**Stated exercise 1**
According to the abstract, which emotions besides anger and fear do the authors consider in their search for more lasting social healing and reconciliation?

○ ○ ○

Reconstituting Identity and Community after Trauma

Emma Hutchison

UNIVERSITY OF QUEENSLAND, AUSTRALIA, e.hutchison{at}uq.edu.au

Roland Bleiker

UNIVERSITY OF QUEENSLAND, AUSTRALIA, bleiker{at}uq.edu.au

This article examines the public significance of emotions, most specifically their role in constituting identity and community in the wake of political violence and trauma. It offers a conceptual engagement with processes of healing and reconciliation, showing that emotions are central to how societies experience and work through the legacy of catastrophe. In many instances, political actors deal with the legacy of trauma in restorative ways, by re-imposing the order that has been violated. Emotions can in this way be directed by elites who are concerned with reinstating political stability and social control. Healing often becomes more about retribution and revenge, rather than a long-term project begetting peace, collaboration and emotional catharsis. The emotions triggered by trauma thus tend to perpetuate existing antagonisms, further entrenching the disingenuous perceptions of identity that may have created violence in the first place. Surveying this process, this article suggests that scholars of politics and reconciliation need to be more attentive to the role emotion plays in shaping particular forms of community. Doing so requires a systematic understanding not only of the feelings associated with first-hand experiences of trauma, but also of the manner in which these affective reactions can spread and generate collective emotions, thus producing new forms of antagonism. Addressing this challenge, the authors explore how a more conscious and active appreciation of the whole spectrum of emotions — not only anger and fear, for instance, but also empathy, compassion and wonder — may facilitate more lasting and ingenuous forms of social healing and reconciliation.

○ ○ ○

**Stated exercise 2**
Convert the entries below into a Markdown table, beginning at the line containing "Exercise. Mark the ear in" and ending at the last line of the entries, both inclusive. Use two columns, Number and Entry line, give each row its sequential number, and omit blank lines.

○ ○ ○

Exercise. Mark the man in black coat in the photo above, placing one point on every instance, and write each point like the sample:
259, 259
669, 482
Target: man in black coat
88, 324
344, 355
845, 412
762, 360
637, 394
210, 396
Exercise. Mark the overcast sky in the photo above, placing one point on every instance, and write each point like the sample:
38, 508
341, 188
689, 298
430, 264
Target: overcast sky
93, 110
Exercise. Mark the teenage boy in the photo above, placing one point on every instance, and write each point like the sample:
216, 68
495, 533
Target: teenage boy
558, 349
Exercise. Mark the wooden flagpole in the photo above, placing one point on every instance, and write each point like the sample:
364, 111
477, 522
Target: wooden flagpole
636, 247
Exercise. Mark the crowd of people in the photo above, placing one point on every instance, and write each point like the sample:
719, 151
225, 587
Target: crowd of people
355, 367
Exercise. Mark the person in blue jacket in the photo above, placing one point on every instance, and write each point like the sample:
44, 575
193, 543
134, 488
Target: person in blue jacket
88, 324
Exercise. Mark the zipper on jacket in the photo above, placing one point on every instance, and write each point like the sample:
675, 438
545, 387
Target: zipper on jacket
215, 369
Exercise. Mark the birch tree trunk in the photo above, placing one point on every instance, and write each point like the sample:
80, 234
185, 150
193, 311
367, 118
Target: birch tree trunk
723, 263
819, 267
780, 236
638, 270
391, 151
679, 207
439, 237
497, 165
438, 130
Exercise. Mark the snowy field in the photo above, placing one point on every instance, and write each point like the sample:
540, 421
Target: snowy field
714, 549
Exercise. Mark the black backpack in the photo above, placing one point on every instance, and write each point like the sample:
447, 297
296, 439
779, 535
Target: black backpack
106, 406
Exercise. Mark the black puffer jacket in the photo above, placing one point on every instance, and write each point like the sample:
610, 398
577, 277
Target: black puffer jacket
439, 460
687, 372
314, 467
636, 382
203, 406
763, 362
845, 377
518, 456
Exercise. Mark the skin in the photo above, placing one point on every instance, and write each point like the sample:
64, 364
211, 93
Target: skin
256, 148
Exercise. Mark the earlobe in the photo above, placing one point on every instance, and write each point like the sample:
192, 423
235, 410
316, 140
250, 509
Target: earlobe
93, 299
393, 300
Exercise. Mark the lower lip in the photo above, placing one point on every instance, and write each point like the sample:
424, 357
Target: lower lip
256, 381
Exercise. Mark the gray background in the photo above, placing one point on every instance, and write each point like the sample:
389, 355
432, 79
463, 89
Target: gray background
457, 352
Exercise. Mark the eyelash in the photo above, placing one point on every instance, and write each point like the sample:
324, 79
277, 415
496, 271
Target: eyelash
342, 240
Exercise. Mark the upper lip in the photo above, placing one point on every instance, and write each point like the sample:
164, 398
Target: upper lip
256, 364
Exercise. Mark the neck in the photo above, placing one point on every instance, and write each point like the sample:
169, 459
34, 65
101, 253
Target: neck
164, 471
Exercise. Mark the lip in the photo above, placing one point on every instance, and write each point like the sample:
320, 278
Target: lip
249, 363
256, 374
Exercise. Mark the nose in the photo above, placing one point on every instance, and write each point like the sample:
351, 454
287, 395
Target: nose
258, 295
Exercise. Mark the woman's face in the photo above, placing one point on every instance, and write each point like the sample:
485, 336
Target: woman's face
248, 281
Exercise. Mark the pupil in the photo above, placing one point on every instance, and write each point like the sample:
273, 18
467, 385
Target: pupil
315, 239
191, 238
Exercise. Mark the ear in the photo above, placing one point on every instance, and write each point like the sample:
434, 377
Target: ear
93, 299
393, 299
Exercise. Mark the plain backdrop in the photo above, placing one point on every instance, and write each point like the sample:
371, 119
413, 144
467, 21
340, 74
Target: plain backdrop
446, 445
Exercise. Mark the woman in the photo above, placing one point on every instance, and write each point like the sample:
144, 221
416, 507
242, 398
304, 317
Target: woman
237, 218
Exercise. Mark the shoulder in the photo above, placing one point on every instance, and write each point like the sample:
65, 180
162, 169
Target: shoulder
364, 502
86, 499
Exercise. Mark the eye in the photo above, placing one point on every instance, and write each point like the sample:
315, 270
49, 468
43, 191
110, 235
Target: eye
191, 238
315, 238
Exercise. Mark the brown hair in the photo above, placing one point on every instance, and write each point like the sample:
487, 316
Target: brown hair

○ ○ ○

**Full response 1**
Empathy, compassion and wonder.

**Full response 2**
| Number | Entry line |
|---|---|
| 1 | Exercise. Mark the ear in the photo above, placing one point on every instance, and write each point like the sample: |
| 2 | 434, 377 |
| 3 | Target: ear |
| 4 | 93, 299 |
| 5 | 393, 299 |
| 6 | Exercise. Mark the plain backdrop in the photo above, placing one point on every instance, and write each point like the sample: |
| 7 | 371, 119 |
| 8 | 413, 144 |
| 9 | 467, 21 |
| 10 | 340, 74 |
| 11 | Target: plain backdrop |
| 12 | 446, 445 |
| 13 | Exercise. Mark the woman in the photo above, placing one point on every instance, and write each point like the sample: |
| 14 | 144, 221 |
| 15 | 416, 507 |
| 16 | 242, 398 |
| 17 | 304, 317 |
| 18 | Target: woman |
| 19 | 237, 218 |
| 20 | Exercise. Mark the shoulder in the photo above, placing one point on every instance, and write each point like the sample: |
| 21 | 65, 180 |
| 22 | 162, 169 |
| 23 | Target: shoulder |
| 24 | 364, 502 |
| 25 | 86, 499 |
| 26 | Exercise. Mark the eye in the photo above, placing one point on every instance, and write each point like the sample: |
| 27 | 315, 270 |
| 28 | 49, 468 |
| 29 | 43, 191 |
| 30 | 110, 235 |
| 31 | Target: eye |
| 32 | 191, 238 |
| 33 | 315, 238 |
| 34 | Exercise. Mark the brown hair in the photo above, placing one point on every instance, and write each point like the sample: |
| 35 | 487, 316 |
| 36 | Target: brown hair |